## INSTRUCTIONS FOR THE TASK
Copy the listing below word for word, leaving out the pictures.

▶

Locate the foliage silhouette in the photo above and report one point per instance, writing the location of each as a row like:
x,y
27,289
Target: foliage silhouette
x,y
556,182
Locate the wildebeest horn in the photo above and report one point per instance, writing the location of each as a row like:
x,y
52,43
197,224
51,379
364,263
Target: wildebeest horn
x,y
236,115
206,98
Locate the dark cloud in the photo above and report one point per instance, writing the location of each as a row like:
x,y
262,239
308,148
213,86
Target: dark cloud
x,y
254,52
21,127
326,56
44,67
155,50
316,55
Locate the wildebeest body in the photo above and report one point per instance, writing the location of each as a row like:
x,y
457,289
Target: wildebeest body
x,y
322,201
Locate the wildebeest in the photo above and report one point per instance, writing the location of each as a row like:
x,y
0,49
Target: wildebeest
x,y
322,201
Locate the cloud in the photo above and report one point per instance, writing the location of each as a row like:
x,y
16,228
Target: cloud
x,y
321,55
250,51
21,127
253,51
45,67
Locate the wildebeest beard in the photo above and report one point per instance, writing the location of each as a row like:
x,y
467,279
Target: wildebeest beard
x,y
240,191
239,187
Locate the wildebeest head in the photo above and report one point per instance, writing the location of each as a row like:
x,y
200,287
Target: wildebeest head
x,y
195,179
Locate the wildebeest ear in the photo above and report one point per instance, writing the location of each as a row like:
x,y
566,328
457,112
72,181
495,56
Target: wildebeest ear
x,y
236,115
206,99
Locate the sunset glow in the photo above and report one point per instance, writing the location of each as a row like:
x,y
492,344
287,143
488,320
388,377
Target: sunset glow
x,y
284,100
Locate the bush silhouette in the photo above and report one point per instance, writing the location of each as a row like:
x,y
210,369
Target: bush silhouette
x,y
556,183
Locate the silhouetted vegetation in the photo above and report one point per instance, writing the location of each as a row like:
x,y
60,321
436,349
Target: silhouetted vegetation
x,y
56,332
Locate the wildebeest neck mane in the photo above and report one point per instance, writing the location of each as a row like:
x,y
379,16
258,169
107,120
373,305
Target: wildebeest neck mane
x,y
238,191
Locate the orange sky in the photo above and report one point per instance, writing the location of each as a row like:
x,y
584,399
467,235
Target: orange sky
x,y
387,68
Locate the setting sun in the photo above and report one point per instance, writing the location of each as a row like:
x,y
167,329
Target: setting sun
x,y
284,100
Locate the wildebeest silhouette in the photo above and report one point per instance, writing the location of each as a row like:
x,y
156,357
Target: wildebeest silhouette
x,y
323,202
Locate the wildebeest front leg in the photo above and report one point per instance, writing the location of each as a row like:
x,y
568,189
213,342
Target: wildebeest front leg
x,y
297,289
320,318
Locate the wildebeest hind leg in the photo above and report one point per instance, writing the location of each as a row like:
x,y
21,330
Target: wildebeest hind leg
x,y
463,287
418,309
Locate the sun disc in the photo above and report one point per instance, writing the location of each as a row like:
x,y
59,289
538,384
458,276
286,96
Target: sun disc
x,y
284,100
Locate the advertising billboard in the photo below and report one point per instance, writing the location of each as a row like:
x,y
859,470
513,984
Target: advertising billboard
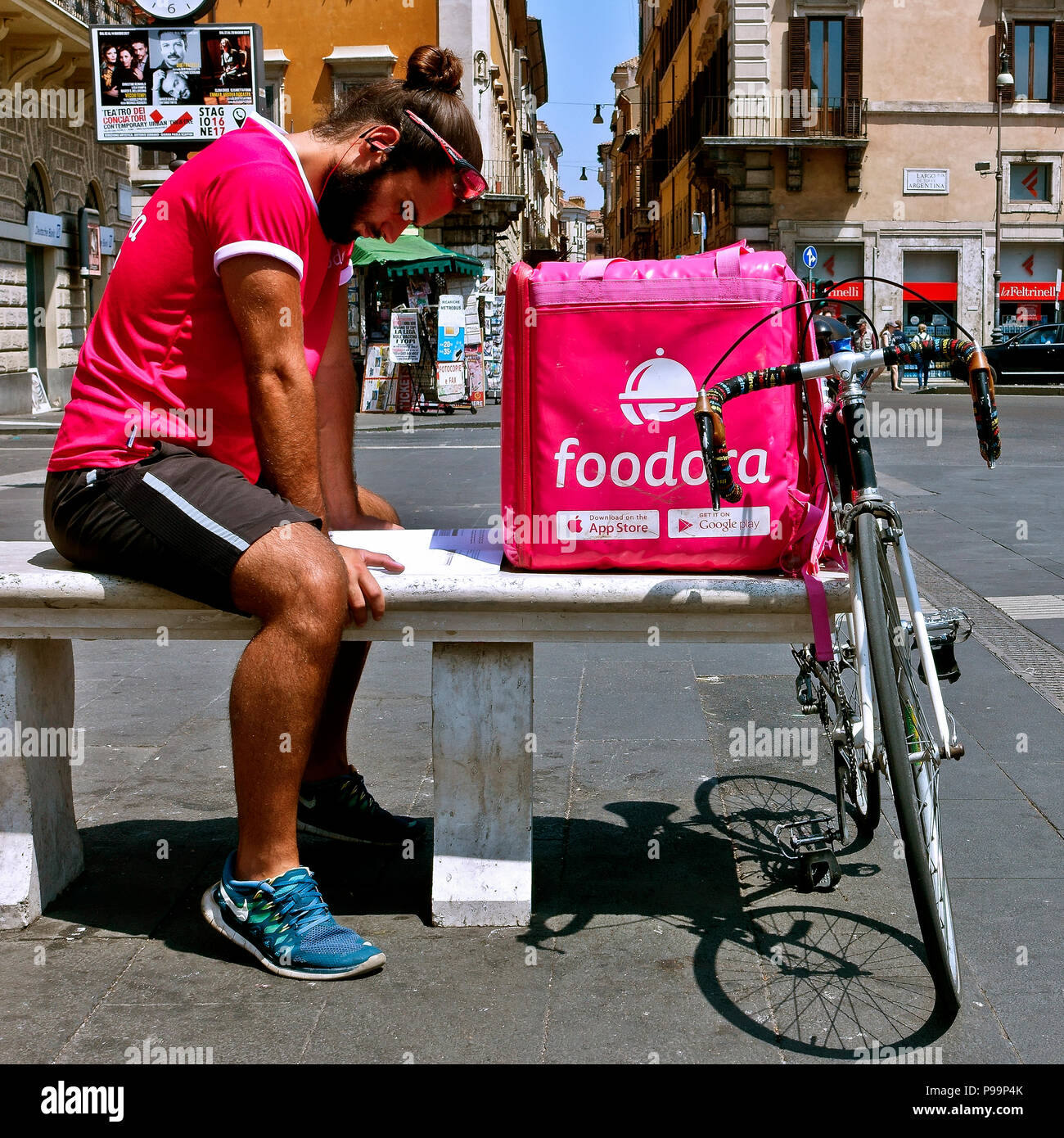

◀

## OUTPUT
Locate the foliage silhouette in the photo above and report one point per instance, writing the location of each as a row like:
x,y
27,289
Target: foliage silhouette
x,y
556,182
Locate the wildebeest horn in the photo above and report one point per instance, writing the location of each as a row like:
x,y
52,43
197,224
51,379
364,263
Target: wildebeest horn
x,y
236,115
206,98
Locate the dark cloud in the photo above and report one point per instance, writing the location of each as a row like:
x,y
262,239
308,148
213,86
Target: dark cloud
x,y
254,52
21,127
326,56
44,67
155,50
316,55
Locate the wildebeest body in the photo above and report one point per instance, writing the location of each as a row like:
x,y
457,289
Target: wildebeest body
x,y
322,201
Locate the wildebeest in the photo above and report one point per instance, writing the location of each as a row like:
x,y
0,49
Target: wildebeest
x,y
322,201
Locate the cloud in the photo above and report one point per instance, writing the location of each as a row like:
x,y
16,228
Target: cloud
x,y
321,55
250,51
21,127
253,51
45,67
Locate the wildebeest beard in the photo above and report one point per instance, writing the location of each as a row like:
x,y
467,279
Target: wildebeest beard
x,y
240,191
239,187
Locate the wildebeest head in the photo above and report one point per instance, writing the location of each as a row like:
x,y
200,287
Target: wildebeest head
x,y
195,179
Locate the wildebeest ear in the photo above and report one point per instance, writing the location of each as a row like:
x,y
566,328
457,112
72,181
495,56
Target: wildebeest ear
x,y
236,115
206,99
Locate the sunset glow in the photo above and report one point per instance, writing the location of each as a row like:
x,y
492,344
287,143
488,320
388,377
Target: sunset glow
x,y
284,100
Locate the bush silhouette in the photo above and report one point per instance, writing the location of each as a row like:
x,y
210,369
Target: bush silhouette
x,y
556,183
Locate the silhouetted vegetation in the photo above and report one point per instance, writing the location of each as a row like:
x,y
60,321
436,349
Target: silhouetted vegetation
x,y
56,332
Locate the wildebeest neck mane in the photo above and report one point per instance, writing the location of each as a row like:
x,y
379,16
258,169
107,120
373,305
Target: wildebeest neck mane
x,y
238,191
Locate the orange sky in the photo above and report one point per instance, writing the location of each as a row like:
x,y
584,399
467,235
Target: orange sky
x,y
387,68
Locate the setting sun in the photo above and report one point per instance, writing the location of each as a row like:
x,y
167,329
Target: setting sun
x,y
284,100
Locate the wildebeest silhouette in the photo above and report one point per instance, writing the location of each as a row like:
x,y
156,357
Target: wildebeest silhouette
x,y
323,202
Locate the wildebeest front leg in the photo above and report one point per instance, writing the location of each as a row like:
x,y
568,189
213,342
Target: wildebeest front leg
x,y
297,289
320,318
Locate the wildebeest hind leg in the photo above and report one point per instance, writing the location of each as a row like:
x,y
21,330
Target: wildebeest hind leg
x,y
463,287
418,309
Locate the sun disc in the photo above and report one point per instance, writing the location of each as a row like:
x,y
59,289
538,384
458,276
286,96
Target: sun disc
x,y
284,100
Locate the advertising billboard in the photo below and report one point per instance, writing the location of each as a row like:
x,y
859,470
513,984
Target: advertising billboard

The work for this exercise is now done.